TEXT EXCERPT section start

"This is not just good for them, it's good for the entire neighborhood," she said, noting the negative effects of foreclosure on neighborhood property values.
Huffington does not expect politicians in Washington to make her suggestions happen. Rather, she hopes that her book and accompanying website, will inspire people to take action for themselves, sharing their own stories and ideas.
"When people take action, it's the greatest antidote to despair," Huffington said.
One such idea came from Gene Epstein, a self-made millionaire from Pennsylvania. He is now on a mission to get every small business to hire one employee for six months.
"I can almost guarantee you that within six months, we will be into the incredible upturn of economic prosperity," Epstein said. "Only 10 percent [of small businesses taking action] will change the entire wheels of what we have in motion by having a half million people removed from unemployment compensation and turned into being productive."
Another idea came from Seth Reams, an unemployed man from Portland, Oregon. Reams created an organization called We've Got Time to Help that allows the unemployed to volunteer, doing everything from mowing lawns to moving furniture.

TEXT EXCERPT section end

ACTIONS TO TAKE
A. List every person named in the article on grassroots economic ideas.
B. Carry the article on grassroots economic ideas forward from its last sentence.
You won't need the data from the collection for any of this.

RECORDED DATA section start

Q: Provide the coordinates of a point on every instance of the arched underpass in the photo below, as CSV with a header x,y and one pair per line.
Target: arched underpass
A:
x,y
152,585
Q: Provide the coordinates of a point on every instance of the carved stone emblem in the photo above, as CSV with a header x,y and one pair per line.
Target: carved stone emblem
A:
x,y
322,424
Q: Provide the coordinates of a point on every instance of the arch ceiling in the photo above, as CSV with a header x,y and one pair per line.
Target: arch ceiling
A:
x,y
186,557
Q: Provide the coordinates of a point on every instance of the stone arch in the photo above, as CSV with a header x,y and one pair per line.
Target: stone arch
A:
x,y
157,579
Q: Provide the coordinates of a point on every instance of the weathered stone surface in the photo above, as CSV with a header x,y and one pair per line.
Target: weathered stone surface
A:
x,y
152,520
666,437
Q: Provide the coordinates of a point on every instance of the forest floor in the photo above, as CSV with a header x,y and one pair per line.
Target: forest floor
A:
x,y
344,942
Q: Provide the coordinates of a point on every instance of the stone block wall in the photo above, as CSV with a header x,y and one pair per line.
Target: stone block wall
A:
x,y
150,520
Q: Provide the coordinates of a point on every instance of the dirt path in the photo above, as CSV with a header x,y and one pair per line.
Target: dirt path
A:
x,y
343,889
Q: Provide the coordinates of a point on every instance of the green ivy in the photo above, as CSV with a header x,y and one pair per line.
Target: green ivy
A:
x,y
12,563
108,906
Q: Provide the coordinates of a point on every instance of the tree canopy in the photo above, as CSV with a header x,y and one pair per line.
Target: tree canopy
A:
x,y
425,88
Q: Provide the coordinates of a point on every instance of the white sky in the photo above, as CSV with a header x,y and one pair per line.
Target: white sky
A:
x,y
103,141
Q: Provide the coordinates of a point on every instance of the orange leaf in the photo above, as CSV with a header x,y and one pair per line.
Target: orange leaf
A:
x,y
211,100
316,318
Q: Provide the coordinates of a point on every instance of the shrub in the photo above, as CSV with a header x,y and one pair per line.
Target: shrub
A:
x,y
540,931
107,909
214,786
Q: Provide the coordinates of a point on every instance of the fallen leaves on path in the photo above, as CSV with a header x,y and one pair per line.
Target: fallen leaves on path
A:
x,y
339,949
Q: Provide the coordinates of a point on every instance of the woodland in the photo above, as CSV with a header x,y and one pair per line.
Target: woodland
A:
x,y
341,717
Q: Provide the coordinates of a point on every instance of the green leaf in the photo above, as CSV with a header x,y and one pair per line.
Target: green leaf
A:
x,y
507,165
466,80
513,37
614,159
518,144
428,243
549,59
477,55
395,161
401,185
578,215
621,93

RECORDED DATA section end

RESPONSE LIST
A. Huffington, Gene Epstein, Seth Reams

B.
Huffington's campaign earlier this year, urging Americans to "Move Your Money," spurred millions to withdraw funds from big banks and deposit them in community institutions, she said.
"We probably estimated about nine percent of Americans moved their money," Huffington said, adding that some state pension funds have also jumped on the trend.
Now, Huffington calls it her vision of "Hope 2.0" for America, with a politically active and engaged middle class bringing their needs to the forefront, instead of waiting for a politician to address the problems.
"The truth is that democracy is not a spectator sport," Huffington said. "It's always been about people in their own communities taking matters into their own hands. And both changing things and demanding change from our elected leaders."